*Requirements:* Convert every line of the data below into a Markdown table with two columns, Row and Line. Row holds the row number and Line holds the line itself, with blank lines omitted.
>> begin Supplied entries
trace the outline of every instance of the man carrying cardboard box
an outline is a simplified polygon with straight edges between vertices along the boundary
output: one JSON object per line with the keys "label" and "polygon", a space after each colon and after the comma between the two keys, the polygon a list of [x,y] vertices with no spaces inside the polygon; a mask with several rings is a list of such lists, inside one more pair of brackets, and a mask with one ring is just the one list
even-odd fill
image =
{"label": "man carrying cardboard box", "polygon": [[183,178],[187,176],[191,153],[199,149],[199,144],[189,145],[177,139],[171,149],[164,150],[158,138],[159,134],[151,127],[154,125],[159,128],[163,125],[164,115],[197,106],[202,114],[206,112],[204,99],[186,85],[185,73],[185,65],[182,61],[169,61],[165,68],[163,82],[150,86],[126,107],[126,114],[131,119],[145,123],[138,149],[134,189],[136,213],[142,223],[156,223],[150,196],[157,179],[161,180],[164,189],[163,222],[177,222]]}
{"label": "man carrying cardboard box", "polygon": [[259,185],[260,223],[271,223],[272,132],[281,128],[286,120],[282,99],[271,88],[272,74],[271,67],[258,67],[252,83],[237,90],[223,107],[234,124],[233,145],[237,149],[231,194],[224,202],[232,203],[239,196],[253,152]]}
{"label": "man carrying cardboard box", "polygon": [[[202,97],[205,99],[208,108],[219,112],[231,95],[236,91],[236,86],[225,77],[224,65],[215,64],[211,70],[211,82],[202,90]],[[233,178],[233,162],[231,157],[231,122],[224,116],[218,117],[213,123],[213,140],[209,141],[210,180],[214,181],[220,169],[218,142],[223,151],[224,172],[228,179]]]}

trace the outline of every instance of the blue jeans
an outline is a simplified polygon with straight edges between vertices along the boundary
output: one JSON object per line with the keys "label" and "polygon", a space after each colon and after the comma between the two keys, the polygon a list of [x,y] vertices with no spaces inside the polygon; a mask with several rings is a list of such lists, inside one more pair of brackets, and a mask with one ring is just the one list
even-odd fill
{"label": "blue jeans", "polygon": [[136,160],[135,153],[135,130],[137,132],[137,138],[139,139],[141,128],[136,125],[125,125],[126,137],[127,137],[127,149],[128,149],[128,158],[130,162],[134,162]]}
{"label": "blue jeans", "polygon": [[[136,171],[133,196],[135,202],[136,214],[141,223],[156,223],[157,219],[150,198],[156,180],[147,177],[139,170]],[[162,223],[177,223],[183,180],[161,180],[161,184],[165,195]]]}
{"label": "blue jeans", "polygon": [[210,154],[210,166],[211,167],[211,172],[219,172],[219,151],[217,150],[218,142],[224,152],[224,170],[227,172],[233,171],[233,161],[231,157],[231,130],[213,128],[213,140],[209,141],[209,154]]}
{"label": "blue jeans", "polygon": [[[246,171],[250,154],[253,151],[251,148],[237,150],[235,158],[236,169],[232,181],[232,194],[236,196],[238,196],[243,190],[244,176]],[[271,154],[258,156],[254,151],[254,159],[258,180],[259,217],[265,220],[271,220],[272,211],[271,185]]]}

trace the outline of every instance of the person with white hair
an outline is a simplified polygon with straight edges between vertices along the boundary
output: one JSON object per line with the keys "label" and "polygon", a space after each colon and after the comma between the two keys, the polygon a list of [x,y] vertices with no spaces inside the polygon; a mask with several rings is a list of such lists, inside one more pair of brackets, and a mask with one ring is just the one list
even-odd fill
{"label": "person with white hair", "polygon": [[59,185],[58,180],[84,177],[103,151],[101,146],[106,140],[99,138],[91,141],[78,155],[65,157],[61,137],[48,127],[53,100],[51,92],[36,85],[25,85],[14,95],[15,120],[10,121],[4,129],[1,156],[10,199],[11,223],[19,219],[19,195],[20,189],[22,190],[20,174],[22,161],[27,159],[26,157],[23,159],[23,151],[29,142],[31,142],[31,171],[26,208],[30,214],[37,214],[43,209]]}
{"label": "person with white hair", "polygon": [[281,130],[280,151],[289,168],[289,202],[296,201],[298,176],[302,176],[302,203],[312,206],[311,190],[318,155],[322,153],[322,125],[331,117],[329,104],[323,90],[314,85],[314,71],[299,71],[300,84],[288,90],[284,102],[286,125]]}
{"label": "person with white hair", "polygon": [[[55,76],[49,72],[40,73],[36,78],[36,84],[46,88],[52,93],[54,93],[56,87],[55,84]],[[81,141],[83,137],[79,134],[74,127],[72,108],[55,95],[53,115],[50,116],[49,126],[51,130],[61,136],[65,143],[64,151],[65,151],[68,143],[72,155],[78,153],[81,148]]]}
>> end Supplied entries
*Response for this exercise:*
| Row | Line |
|---|---|
| 1 | trace the outline of every instance of the man carrying cardboard box |
| 2 | an outline is a simplified polygon with straight edges between vertices along the boundary |
| 3 | output: one JSON object per line with the keys "label" and "polygon", a space after each colon and after the comma between the two keys, the polygon a list of [x,y] vertices with no spaces inside the polygon; a mask with several rings is a list of such lists, inside one more pair of brackets, and a mask with one ring is just the one list |
| 4 | even-odd fill |
| 5 | image = |
| 6 | {"label": "man carrying cardboard box", "polygon": [[183,178],[187,176],[191,153],[199,149],[199,144],[189,145],[177,139],[171,149],[164,150],[158,138],[159,134],[151,127],[154,125],[159,128],[163,125],[164,115],[197,106],[202,114],[206,112],[204,99],[186,85],[185,73],[185,65],[182,61],[169,61],[165,68],[163,82],[150,86],[126,107],[126,114],[131,119],[145,123],[138,149],[134,189],[136,213],[142,223],[156,223],[150,196],[157,179],[161,180],[164,189],[163,222],[177,222]]} |
| 7 | {"label": "man carrying cardboard box", "polygon": [[259,185],[260,223],[271,223],[272,132],[281,128],[286,120],[282,99],[271,88],[272,74],[271,67],[258,67],[252,83],[237,90],[223,107],[234,124],[233,145],[237,149],[231,194],[224,202],[232,203],[239,196],[253,152]]} |
| 8 | {"label": "man carrying cardboard box", "polygon": [[[202,97],[205,99],[208,108],[219,112],[231,95],[236,91],[236,86],[225,77],[224,65],[215,64],[211,70],[211,82],[202,90]],[[233,178],[233,162],[231,157],[231,122],[224,116],[218,117],[213,123],[213,140],[209,141],[210,180],[214,181],[220,169],[218,142],[223,151],[224,172],[228,179]]]} |
| 9 | trace the outline of every instance of the blue jeans |
| 10 | an outline is a simplified polygon with straight edges between vertices along the boundary |
| 11 | output: one JSON object per line with the keys "label" and "polygon", a space after each colon and after the comma between the two keys, the polygon a list of [x,y] vertices with no spaces inside the polygon; a mask with several rings is a list of such lists, inside one more pair of brackets, and a mask with one ring is just the one list |
| 12 | even-odd fill |
| 13 | {"label": "blue jeans", "polygon": [[136,160],[135,153],[135,130],[137,132],[137,138],[139,139],[141,128],[136,125],[125,125],[126,137],[127,137],[127,149],[128,149],[128,158],[130,162],[134,162]]} |
| 14 | {"label": "blue jeans", "polygon": [[[136,171],[133,196],[135,202],[136,214],[141,223],[156,223],[157,219],[150,198],[156,180],[147,177],[139,170]],[[162,223],[177,223],[183,180],[161,180],[161,184],[165,195]]]} |
| 15 | {"label": "blue jeans", "polygon": [[210,154],[210,166],[211,167],[211,172],[219,172],[219,151],[217,150],[218,142],[224,152],[224,170],[227,172],[233,171],[233,161],[231,157],[231,130],[213,128],[213,140],[209,141],[209,154]]} |
| 16 | {"label": "blue jeans", "polygon": [[[246,171],[250,154],[253,151],[251,148],[237,150],[235,158],[236,169],[232,181],[232,194],[236,196],[238,196],[243,190],[244,176]],[[271,154],[258,156],[254,151],[254,159],[258,180],[259,217],[265,220],[271,220],[272,211],[271,185]]]} |
| 17 | trace the outline of every instance of the person with white hair |
| 18 | an outline is a simplified polygon with straight edges between vertices along the boundary |
| 19 | output: one JSON object per line with the keys "label" and "polygon", a space after each colon and after the comma between the two keys, the polygon a list of [x,y] vertices with no spaces inside the polygon; a mask with several rings is a list of such lists, inside one more pair of brackets, and a mask with one ring is just the one list |
| 20 | even-odd fill |
| 21 | {"label": "person with white hair", "polygon": [[59,185],[58,180],[84,177],[103,151],[101,146],[106,140],[99,138],[91,141],[78,155],[65,157],[61,137],[48,127],[53,100],[51,92],[36,85],[25,85],[14,95],[15,120],[10,121],[4,129],[1,156],[10,199],[11,223],[19,219],[19,195],[20,189],[22,190],[20,174],[22,161],[27,159],[26,157],[23,159],[23,151],[29,142],[31,142],[31,171],[26,208],[30,214],[37,214],[43,209]]} |
| 22 | {"label": "person with white hair", "polygon": [[281,130],[280,151],[289,168],[289,202],[296,201],[298,176],[302,176],[302,203],[312,206],[311,190],[318,155],[322,153],[322,125],[331,117],[329,104],[323,90],[314,85],[314,71],[299,71],[300,84],[288,90],[284,102],[286,125]]} |
| 23 | {"label": "person with white hair", "polygon": [[[55,76],[49,72],[40,73],[36,78],[36,84],[46,88],[52,93],[54,93],[56,87],[55,84]],[[81,141],[83,137],[79,134],[74,127],[72,108],[55,95],[53,115],[50,116],[49,126],[51,130],[61,136],[65,143],[64,151],[65,151],[68,143],[72,155],[78,153],[81,148]]]} |